(EXTRAIT SOURCE)

((

O mort ! tu t’es encore trompé de sujet. Connais-tu celui que tu as arraché à notre affection. C’est lui qui a écrit le prestigieux livre : « Connais-tu mon beau pays, le Mali ? ».

Je ne suis pas parmi ceux qui ont connu, Joseph Kéita, à ses premières heures de jeune journaliste dans le quotidien national du Niger, quand nos pays n’étaient pas indépendants encore. Ni ceux qu’il encadrait à l’AMAP et à la Radio-Mali, RTM, puis ORTM. Mais, je remercie Dieu d’avoir mené mon chemin de jeune rédacteur vers celui de ce beau vieux journaliste. C’était un matin de jeudi de l’an 2010. Il était vieux, très vieux, la tête tombée sur les rides rouges d’un cou qui ne la supportait plus. Le regard vif, des cils tout noirs protégeant des beaux yeux comme celui d’un présentateur de JT.

))

(CONSIGNE A) Réécrivez plus brièvement le paragraphe de l'hommage à Joseph Kéita qui commence par « Je ne suis pas parmi ceux », en conservant ses faits principaux.
(CONSIGNE B) Poursuivez l'hommage à Joseph Kéita à partir de sa dernière phrase.

(MATÉRIEL FOURNI)
((

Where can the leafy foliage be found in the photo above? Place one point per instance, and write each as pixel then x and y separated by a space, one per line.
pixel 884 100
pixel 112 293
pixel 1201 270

))

(RÉSULTAT FINAL A) Je n'ai pas connu Joseph Kéita à ses débuts de journaliste au quotidien national du Niger, avant les indépendances, ni quand il encadrait des équipes à l'AMAP et à la Radio-Mali (RTM, puis ORTM). Je remercie pourtant Dieu d'avoir croisé ce vieux journaliste, alors que j'étais jeune rédacteur, un jeudi matin de 2010. Très âgé, la tête affaissée sur un cou ridé, il gardait un regard vif et de beaux yeux aux cils noirs, comme un présentateur de JT.

(RÉSULTAT FINAL B)
Il n’avait rien perdu de la vigueur de sa belle voix d’ancien homme de radio. Joseph, ce jour avait raison de ne pas croire à ma capacité d’assumer le rôle de rédacteur en chef d’un journal que ses amis ont créé, pour lui assurer une bonne retraite. Car, avant moi d’autres, avec des cv noircis d’expériences professionnelles n’avaient réussi à lui donner satisfaction. Méticuleux, professionnel et très regardant sur l’avis du lectorat, Joseph après avoir été convaincu par le résultat de mon test, me recruta avec un seul conseil : « Diawara, je ne veux pas que ‘’l’Albatros’’ tombe dans la mouvance des autres journaux maliens ». Pour lui, on peut faire le journalisme sans tirer à boulets rouges sur des gens. « A chaque fois quand tu écris sur quelqu’un, il faut faire l’effort de le mettre à la place de ton parent. De la même manière que tu n’oseras pas dénigrer ce dernier, tu épargneras le parent d’un autre », ce propos était un principe sacrosaint pour Joseph. Ce grand journaliste, malgré l’âge, écrivait toujours au passé simple. Il n’a jamais touché à un clavier d’ordinateur, car prenait du plaisir à glisser le stylo sur du papier blanc comme un scribe et n’a jamais porté de lunettes pour voir clair.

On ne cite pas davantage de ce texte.